#### Texto:
____________

Primera versión en Rebelión el 24 de mayo de 2022
Ramón Acín Aquilué nació en 1888 en Huesca y aunque comenzó estudios de Química en Zaragoza, los abandonó pronto para dedicarse a su gran vocación, el arte. A partir de 1910 publica dibujos en la prensa, en los que despliega sus dotes de humorista y su pasión por la crítica social. Instalado en Barcelona, en 1913 funda el periódico semanal La Ira, “Órgano de expresión del asco y la cólera del pueblo”, de vida breve y que lo llevará a la cárcel una temporada. Amplía estudios luego en Madrid, Toledo y Granada y en 1917 consigue por oposición una plaza de profesor de dibujo en la Escuela Normal de su ciudad natal.
En Huesca Acín, además de dar sus clases, continúa su actividad creativa y su militancia, y colabora en la prensa y las tareas organizativas de la CNT, junto a Joaquín Maurín y Andreu Nin. En 1923 contrae matrimonio con Conchita Monrás, con la que tendrá dos hijas, Katia y Sol. Cuando en 1932 le toca un premio de la lotería, decide destinar parte del importe a financiar el documental de su amigo Luis Buñuel sobre los Hurdes: Tierra sin pan. Esta historia es recordada en el cómic Buñuel en el laberinto de las tortugas (2019) de Fermín Solís y en su adaptación cinematográfica homónima.
Comprometido en la sublevación de Jaca, Acín tiene que exiliarse por breve tiempo, y después, en 1933, es encarcelado varias veces. La noche del 18 de julio de 1936, está entre los que acuden a entrevistarse con el gobernador en demanda de armas para el pueblo. Se las niegan y les aseguran que todo está controlado, pero al día siguiente la ciudad es tomada por los fascistas. El 6 de agosto, refugiado en su domicilio, Ramón se entrega cuando oye que están maltratando a su mujer. Los dos serán fusilados.
Para superar el casticismo
Se tiende a pensar que la intelectualidad ibérica ha sido siempre admiradora de la tauromaquia, pero es muy amplia la nómina de los que por estos lares han alzado su pluma contra la “fiesta” por antonomasia, desde Quevedo y Juan de Mariana hasta Unamuno, Blasco Ibáñez o Ramón y Cajal, pasando por Goya o Jovellanos, por citar sólo a unos pocos. A comienzos del siglo XX el más ruidoso de todos probablemente fue Eugenio Noel, con sus “campañas antitaurinas” que tantos disgustos le acarrearon, pero en tierras aragonesas, nuestro Ramón no dudó en hacer una contribución a la causa con Las corridas de toros en 1970, un curioso conjunto de dibujos que acaba de ser rescatada por Dyskolo en su colección Pretérito (im)perfecto.

____________

#### Información dada:
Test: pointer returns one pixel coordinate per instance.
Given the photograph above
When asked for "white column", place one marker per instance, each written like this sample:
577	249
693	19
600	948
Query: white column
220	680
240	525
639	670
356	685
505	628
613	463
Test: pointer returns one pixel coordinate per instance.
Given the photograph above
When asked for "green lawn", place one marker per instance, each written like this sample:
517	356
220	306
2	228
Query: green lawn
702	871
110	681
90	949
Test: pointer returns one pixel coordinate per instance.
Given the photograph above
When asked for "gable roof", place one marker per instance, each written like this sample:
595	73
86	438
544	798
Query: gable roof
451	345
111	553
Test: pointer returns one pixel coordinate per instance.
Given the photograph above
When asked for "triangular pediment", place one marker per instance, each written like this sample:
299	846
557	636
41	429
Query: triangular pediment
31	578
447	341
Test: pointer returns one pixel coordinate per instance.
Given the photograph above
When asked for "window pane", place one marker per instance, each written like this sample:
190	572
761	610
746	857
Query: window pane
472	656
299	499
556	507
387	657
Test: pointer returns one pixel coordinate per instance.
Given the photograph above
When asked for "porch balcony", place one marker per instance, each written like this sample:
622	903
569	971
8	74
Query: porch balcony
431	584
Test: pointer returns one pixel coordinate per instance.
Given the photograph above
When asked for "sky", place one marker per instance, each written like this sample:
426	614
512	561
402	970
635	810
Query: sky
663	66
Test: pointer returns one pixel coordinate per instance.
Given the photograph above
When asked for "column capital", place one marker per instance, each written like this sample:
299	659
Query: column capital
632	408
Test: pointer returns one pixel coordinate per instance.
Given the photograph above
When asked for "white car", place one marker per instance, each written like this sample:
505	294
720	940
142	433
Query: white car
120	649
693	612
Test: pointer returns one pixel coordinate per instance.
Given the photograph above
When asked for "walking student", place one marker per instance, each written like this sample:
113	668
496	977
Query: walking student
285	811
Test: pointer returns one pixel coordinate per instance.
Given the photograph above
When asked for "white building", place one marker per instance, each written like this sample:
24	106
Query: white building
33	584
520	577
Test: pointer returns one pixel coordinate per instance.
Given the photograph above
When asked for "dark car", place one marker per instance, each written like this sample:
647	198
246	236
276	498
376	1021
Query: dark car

____________

#### Qué hacer:
Retoma el texto sobre Ramón Acín y sigue escribiéndolo a partir de su última oración.

#### Resultado:
Demolida en 1920 su plaza de toros, que amenazaba ruina, la capital altoaragonesa se vio con el privilegio durante unos años de carecer de una sede fija para los festejos taurinos, y en este tiempo se elevaron propuestas para que en el solar vacante se construyera un campo de deportes. El 29 de junio de 1921, Ramón Acín imparte una conferencia en el Teatro Principal de Huesca en la que proyecta treinta y dos dibujos suyos realizados en cristal en los que trata de imaginar cómo serán las corridas de toros cuando haya transcurrido medio siglo. Su trabajo aparece en forma de libro en 1923 con un prólogo en el que nuestro cenetista reflexiona sobre las rutinas ancestrales de la fiesta y profetiza que su esfuerzo y dolor inútiles han de pasar, como pasaron los de los circos de los romanos: “Llegará día en que no solamente nos llamaremos los hombres hermanos los unos a los otros, sino que como el Santo de Asís llamaremos hermanos a los animales. Llegará día en que seremos los hombres vegetarianos, no tanto por temor a una mala digestión cuanto por el temor de la conciencia de privar de la vida a un cabritillo y a un pichón.”
A la brutalidad de la tauromaquia, Acín contrapone la urgencia de “energías más nobles y elevadas”, y por ello propone que en vez de una plaza de toros se edifique en el solar sin uso un pabellón de deportes. Además, el profesor de la Escuela Normal no deja de aprovechar la ocasión para exponer su ideal pedagógico, que no es otro que conjugar fuerza, belleza y alegría, tomando por modelo a los antiguos griegos: “No olvidemos, pues, que para llegar al campo de deportes, al antiguo gimnasio, hemos de hacer antesala en las estancias del Ritmo y de la Armonía, de la Gracia y del Arte.”
Los dibujos
Las treinta y dos viñetas de Las corridas de toros en 1970 constituyen, según el subtítulo de la obra, un Estudio para una película cómica. Si la “fiesta” se define como algo encerrado en sus rutinas, los dibujos tantean la adecuación de éstas al descontrolado progreso de la nueva era. De esta forma, trascurrido medio siglo, las gentes irán en aeroplano a enormes plazas de toros, “rascacielos taurinos”, con el ruedo cubierto de cristalería, en las que los espectadores usarán telescopios y se comunicarán con la presidencia por teléfono particular. Las estampas presentan estos “adelantos” que alumbrará el futuro con trazos sobrios y ágiles, de simplicidad humorística.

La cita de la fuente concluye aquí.